*** Opening of Document section ***

Hollywood Movies

INTERVIEW: Margaret Mead Film Festival’s mission is to build community

May 10, 20245 Mins Read

Photo: 23 Mile, a film that dissects the divisions in the United States, is a centerpiece at the 2024 Margaret Mead Film Festival. Photo courtesy of filmmaker / Provided by Millennial PR with permission.

During these divided times, the Margaret Mead Film Festival at New York City’s American Museum of Natural History stands out as a community program that grounds itself in the transformative power of learning, understanding, culture and community. The multimedia event, which kicked off last night, May 9, and continues through the weekend, features a host of events, both cinematic and conversational in nature.

This year’s festival features a number of important films, including five world premieres. Birders can rejoice in seeing the migratory pattern of the Cuvivi sandpiper in remote Andean lakes in the new documentary Ozogoche, directed by Joel Houlberg Silva. Cherokee activists are in a fight to preserve their language, and the community’s history and present-day journey are showcased in ᏓᏗᏬᏂᏏ / We Will Speak, directed by Schon Duncan and Michael McDermit. Mitch McCabe’s 23 Mile looks at the divisions in the United States following the 2020 presidential election.

*** Close of Document section ***

**Problem:**
Who directed the documentary Ozogoche, according to the film festival article?

*** Opening of Study material ***

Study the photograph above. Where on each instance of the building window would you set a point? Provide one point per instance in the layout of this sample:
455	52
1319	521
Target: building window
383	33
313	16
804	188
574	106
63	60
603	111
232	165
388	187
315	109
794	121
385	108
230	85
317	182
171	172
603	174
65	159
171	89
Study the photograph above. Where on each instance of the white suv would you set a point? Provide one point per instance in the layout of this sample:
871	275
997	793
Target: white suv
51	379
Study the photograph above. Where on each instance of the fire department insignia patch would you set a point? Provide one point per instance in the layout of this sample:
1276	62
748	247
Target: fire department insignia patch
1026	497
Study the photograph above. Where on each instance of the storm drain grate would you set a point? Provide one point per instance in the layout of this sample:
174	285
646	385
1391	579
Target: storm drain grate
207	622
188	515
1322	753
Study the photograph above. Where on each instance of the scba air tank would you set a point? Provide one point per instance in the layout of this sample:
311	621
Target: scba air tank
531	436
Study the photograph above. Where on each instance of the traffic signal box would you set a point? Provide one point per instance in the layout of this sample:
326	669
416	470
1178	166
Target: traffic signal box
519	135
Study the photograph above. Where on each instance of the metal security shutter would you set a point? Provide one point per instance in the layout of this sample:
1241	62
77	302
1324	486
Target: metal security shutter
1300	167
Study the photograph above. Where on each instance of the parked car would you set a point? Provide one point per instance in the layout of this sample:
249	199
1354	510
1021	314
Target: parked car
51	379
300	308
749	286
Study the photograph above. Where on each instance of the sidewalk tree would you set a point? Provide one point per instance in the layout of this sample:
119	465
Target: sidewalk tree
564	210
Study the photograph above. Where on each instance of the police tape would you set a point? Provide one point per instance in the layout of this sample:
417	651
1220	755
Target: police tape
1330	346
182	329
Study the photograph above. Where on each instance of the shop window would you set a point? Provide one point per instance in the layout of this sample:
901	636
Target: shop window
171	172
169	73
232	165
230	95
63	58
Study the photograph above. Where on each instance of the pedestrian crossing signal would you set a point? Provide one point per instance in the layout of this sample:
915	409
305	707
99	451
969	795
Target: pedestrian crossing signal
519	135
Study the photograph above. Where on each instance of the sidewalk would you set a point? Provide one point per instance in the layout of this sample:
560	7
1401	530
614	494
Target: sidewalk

*** Close of Study material ***

**Your solution:**
Joel Houlberg Silva